Labeled point records
>>>>
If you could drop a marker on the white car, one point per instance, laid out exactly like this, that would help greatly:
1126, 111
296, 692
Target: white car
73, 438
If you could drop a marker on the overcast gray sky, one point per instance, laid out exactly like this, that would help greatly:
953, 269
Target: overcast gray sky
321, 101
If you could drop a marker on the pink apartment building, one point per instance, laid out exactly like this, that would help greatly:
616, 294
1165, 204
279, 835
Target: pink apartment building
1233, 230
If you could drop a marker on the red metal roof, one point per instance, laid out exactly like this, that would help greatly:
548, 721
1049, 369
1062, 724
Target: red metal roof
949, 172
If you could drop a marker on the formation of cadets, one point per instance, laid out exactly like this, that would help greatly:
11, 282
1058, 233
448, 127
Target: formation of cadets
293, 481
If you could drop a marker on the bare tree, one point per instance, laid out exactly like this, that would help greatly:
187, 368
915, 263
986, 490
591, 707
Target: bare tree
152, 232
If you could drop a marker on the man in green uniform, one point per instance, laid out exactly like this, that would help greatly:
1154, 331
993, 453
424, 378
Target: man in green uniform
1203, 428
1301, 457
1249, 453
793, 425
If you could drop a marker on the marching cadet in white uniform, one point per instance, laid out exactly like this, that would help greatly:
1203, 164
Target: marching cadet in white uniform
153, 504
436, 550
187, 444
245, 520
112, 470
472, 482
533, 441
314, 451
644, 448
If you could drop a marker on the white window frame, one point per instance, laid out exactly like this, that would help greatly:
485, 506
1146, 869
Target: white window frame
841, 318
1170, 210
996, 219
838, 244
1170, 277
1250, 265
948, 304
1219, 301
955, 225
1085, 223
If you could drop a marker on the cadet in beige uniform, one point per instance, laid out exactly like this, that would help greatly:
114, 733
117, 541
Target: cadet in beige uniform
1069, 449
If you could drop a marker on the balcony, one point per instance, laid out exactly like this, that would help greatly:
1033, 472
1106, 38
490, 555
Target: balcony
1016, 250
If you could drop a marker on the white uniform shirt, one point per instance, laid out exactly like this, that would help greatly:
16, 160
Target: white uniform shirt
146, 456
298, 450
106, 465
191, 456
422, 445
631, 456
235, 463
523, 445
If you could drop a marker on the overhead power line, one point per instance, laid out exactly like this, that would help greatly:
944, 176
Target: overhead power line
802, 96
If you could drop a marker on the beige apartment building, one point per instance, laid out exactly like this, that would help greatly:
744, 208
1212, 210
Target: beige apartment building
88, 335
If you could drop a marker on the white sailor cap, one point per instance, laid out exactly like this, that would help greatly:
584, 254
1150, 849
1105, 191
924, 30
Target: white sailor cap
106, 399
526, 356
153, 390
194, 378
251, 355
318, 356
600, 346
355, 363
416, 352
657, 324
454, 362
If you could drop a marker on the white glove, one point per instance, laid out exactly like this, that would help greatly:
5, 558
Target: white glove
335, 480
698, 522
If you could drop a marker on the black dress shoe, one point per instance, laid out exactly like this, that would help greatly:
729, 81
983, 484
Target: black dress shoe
<<<<
Reproduce every entry above verbatim, keeping each line in its original order.

> **RESPONSE**
If you could drop a marker on the white car, one point per instance, laid out exactly like this, that would help greatly:
1126, 111
296, 692
Target: white car
73, 438
If you could drop a marker on the overcast gray sky, one point per instance, laid out exactly like this, that would help greatly:
953, 269
Target: overcast gray sky
321, 101
If you could drop a marker on the pink apartment building, one point per instance, laid out exactly like this, that would help greatly:
616, 294
1165, 204
279, 835
Target: pink apartment building
1233, 230
If you could drop a marker on the red metal roof, one point per instance, laid out exactly like this, that would help greatly:
548, 721
1049, 369
1062, 724
Target: red metal roof
949, 172
If you could drop a marker on the formation of cadets, one point per instance, laid out exactly like this, that would help greatly:
11, 282
1058, 233
448, 127
Target: formation of cadets
293, 481
If you could drop a marker on the bare tree, one point per instance, laid out exactly like this, that would help greatly:
187, 368
915, 263
986, 490
591, 707
Target: bare tree
152, 232
If you could drop a marker on the man in green uniform, one point per instance, laid out exactly like this, that would help greatly:
1154, 331
993, 453
424, 378
Target: man in green uniform
1203, 428
1301, 457
1249, 453
793, 425
If you could drop a marker on the marching cadet in white uniform, one point per instance, laid out exactly like this, that would help greatly:
1203, 164
Target: marching cadet in white uniform
153, 504
436, 550
187, 444
245, 520
112, 470
472, 482
533, 441
314, 451
644, 448
If you could drop a marker on the white window frame, one point per instance, laid out exactly like this, that would help greatly:
485, 506
1146, 869
Target: white window frame
841, 318
1170, 210
996, 219
838, 244
1170, 277
1250, 265
948, 304
1219, 301
955, 225
1085, 223
If you could drop a marker on the cadet in beige uniform, one point per instance, laid out exactly like this, that would help greatly:
114, 733
117, 541
Target: cadet in beige uniform
1069, 449
If you could drop a marker on the balcony, one point per instance, laid out exactly like this, that would help greatly:
1033, 472
1106, 38
490, 555
Target: balcony
1016, 250
If you could drop a marker on the white uniform shirt, one point per instance, laid out exactly like this, that would help greatly:
16, 160
Target: white uniform shirt
146, 456
298, 450
106, 465
191, 456
422, 445
631, 456
235, 463
523, 445
If you could drop a marker on the overhead power line, one point per instance, laid out exactly like this, that would help greatly:
944, 176
Target: overhead power line
802, 96
If you could drop a marker on the beige apartment building, one point per instance, laid out exactly like this, that would help greatly:
744, 208
1212, 210
Target: beige apartment building
88, 335
If you could drop a marker on the white sailor cap, one point per instance, laid out exactly like this, that would help greatly:
584, 254
1150, 849
1105, 191
924, 30
Target: white sailor cap
106, 399
526, 356
153, 390
194, 378
251, 355
318, 356
600, 346
355, 363
416, 352
657, 324
454, 362
If you could drop a marker on the white glove, one point per instance, laid out exactly like this, that would help greatly:
5, 558
Target: white glove
335, 480
698, 522
If you could drop a marker on the black dress shoe, one point per instance, laid out exactly like this, that would help greatly:
729, 81
983, 484
Target: black dress shoe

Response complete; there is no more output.